Though there is little research specific to Iowa, it is also a well-documented fact that communities of color are disproportionately impacted by polluting industries, like the factory farm industry, and their lax regulation by local, state, and federal governments. This is known as environmental racism. 

Environmental racism may be harder to see than the racism that exists within other aspects of our institutions, like our criminal justice system, but the effects of it are much more deadly. Just one example of this was the environmental disaster in Flint, Michigan. Due to local officials not treating drinking water, thousands of homes, in a predominantly Black city, were exposed to lead-contaminated drinking water. 

In 2019, 235 Black people were killed by police and over 13,000 Black people died due to air pollution alone. Recent studies have shown that people who live in predominantly Black communities suffer greater premature death from pollution than those in predominantly white communities.
=======
**TASKS TO PERFORM**.
(a) According to the passage on environmental racism, how many Black people died due to air pollution alone in 2019?
(b) Reproduce everything from "Environmental racism may" down to "lead-contaminated drinking water." in the passage on environmental racism, switching "deadly" to "lethal".

[Point-based annotation listing]
=======
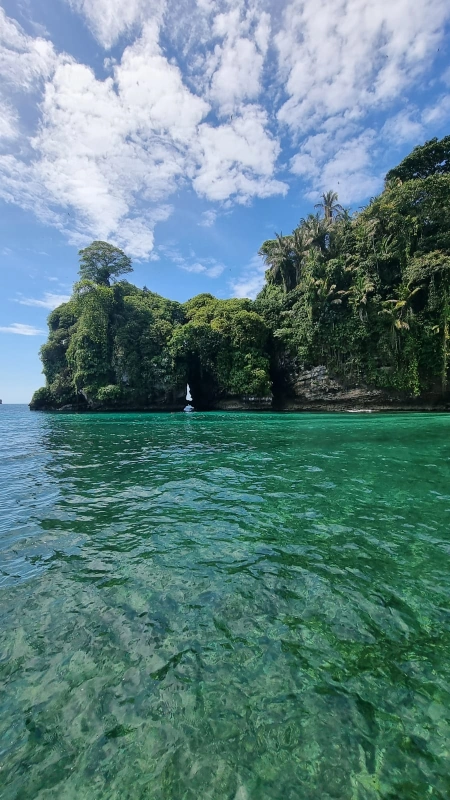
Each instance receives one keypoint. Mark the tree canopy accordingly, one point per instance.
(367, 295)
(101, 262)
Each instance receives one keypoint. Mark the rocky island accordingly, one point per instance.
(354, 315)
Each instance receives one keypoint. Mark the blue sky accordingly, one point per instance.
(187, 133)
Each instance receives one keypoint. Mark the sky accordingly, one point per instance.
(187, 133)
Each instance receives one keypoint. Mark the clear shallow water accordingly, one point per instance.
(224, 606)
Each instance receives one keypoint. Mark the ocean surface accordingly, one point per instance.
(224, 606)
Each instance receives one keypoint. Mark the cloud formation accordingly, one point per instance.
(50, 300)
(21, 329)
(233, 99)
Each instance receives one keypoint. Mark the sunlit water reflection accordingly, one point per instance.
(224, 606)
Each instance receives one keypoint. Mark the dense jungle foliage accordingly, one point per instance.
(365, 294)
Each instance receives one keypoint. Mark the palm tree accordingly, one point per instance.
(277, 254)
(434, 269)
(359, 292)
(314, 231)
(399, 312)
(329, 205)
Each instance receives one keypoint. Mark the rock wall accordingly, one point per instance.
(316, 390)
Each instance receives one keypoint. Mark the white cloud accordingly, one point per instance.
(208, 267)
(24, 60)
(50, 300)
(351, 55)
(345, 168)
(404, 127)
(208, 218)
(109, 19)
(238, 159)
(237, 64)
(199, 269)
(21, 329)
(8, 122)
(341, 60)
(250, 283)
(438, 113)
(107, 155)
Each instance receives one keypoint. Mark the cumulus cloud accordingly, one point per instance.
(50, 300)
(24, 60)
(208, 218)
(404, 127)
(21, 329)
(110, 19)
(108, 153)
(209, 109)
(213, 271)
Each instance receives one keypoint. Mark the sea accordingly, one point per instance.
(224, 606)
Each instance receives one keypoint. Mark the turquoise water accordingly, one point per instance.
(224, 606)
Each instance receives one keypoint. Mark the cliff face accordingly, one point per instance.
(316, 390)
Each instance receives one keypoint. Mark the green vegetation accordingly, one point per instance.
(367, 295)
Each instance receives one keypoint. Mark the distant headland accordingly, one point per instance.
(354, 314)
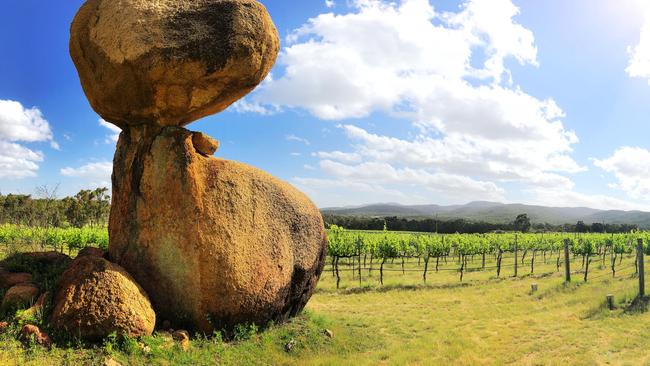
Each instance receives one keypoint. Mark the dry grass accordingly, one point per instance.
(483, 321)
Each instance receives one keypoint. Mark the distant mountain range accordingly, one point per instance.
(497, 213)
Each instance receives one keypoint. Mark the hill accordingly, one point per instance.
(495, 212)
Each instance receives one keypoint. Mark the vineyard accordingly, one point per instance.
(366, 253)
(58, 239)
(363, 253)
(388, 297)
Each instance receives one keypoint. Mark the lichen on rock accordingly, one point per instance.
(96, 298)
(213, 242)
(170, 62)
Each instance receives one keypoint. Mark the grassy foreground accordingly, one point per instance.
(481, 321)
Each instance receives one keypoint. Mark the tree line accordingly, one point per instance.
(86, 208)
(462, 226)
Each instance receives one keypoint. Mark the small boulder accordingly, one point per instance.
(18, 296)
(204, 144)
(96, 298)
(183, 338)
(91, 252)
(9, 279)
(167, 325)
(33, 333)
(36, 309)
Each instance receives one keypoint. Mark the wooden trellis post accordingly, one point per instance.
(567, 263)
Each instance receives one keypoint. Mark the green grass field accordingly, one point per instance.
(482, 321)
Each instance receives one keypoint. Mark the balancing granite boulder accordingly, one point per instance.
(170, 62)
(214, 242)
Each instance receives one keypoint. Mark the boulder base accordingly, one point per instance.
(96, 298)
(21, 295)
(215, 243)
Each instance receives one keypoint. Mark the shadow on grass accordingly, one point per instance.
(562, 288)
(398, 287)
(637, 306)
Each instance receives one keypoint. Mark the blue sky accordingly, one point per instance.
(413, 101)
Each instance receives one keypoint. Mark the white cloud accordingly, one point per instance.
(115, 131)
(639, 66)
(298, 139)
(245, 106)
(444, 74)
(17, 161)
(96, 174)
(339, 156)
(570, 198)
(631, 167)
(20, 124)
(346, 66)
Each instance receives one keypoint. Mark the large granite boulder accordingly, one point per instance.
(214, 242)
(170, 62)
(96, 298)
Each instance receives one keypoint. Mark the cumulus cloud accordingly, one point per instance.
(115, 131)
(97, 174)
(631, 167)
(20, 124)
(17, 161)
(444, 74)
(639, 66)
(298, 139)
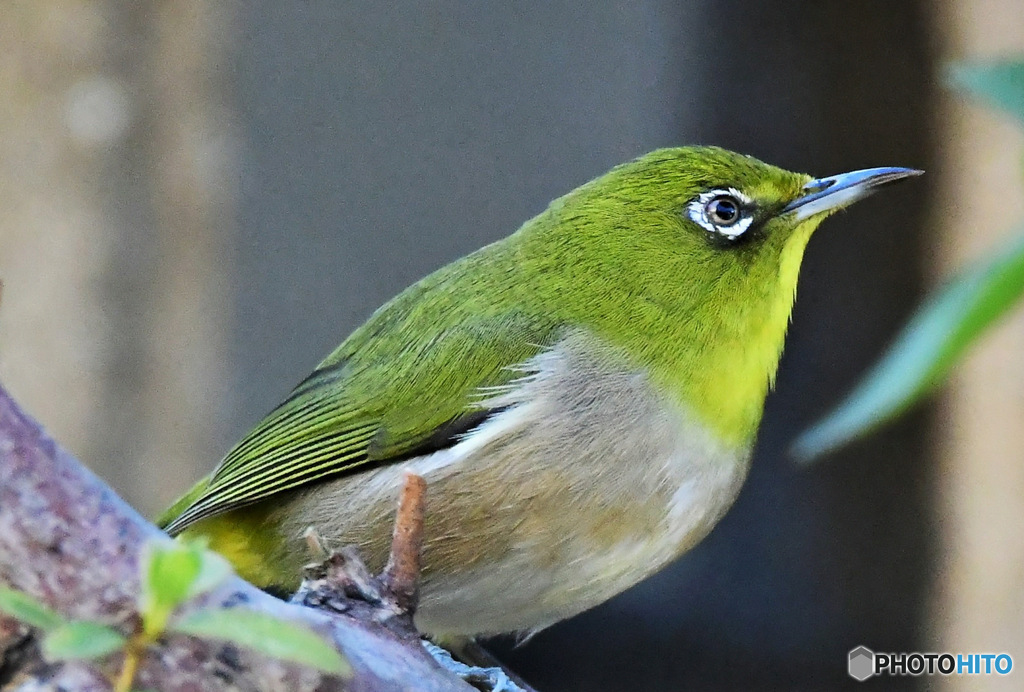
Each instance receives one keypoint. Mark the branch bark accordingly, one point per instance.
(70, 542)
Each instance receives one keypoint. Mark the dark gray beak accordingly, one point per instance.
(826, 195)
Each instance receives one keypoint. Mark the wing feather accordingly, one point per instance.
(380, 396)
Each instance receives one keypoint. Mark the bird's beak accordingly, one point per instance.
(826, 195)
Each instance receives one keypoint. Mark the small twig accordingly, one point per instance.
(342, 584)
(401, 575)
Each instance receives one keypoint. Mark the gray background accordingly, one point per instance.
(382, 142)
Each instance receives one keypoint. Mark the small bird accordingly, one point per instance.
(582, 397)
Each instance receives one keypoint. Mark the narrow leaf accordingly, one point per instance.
=======
**EXPECTED OUTPUTS**.
(a) Over 13,000.

(b)
Environmental racism may be harder to see than the racism that exists within other aspects of our institutions, like our criminal justice system, but the effects of it are much more lethal. Just one example of this was the environmental disaster in Flint, Michigan. Due to local officials not treating drinking water, thousands of homes, in a predominantly Black city, were exposed to lead-contaminated drinking water.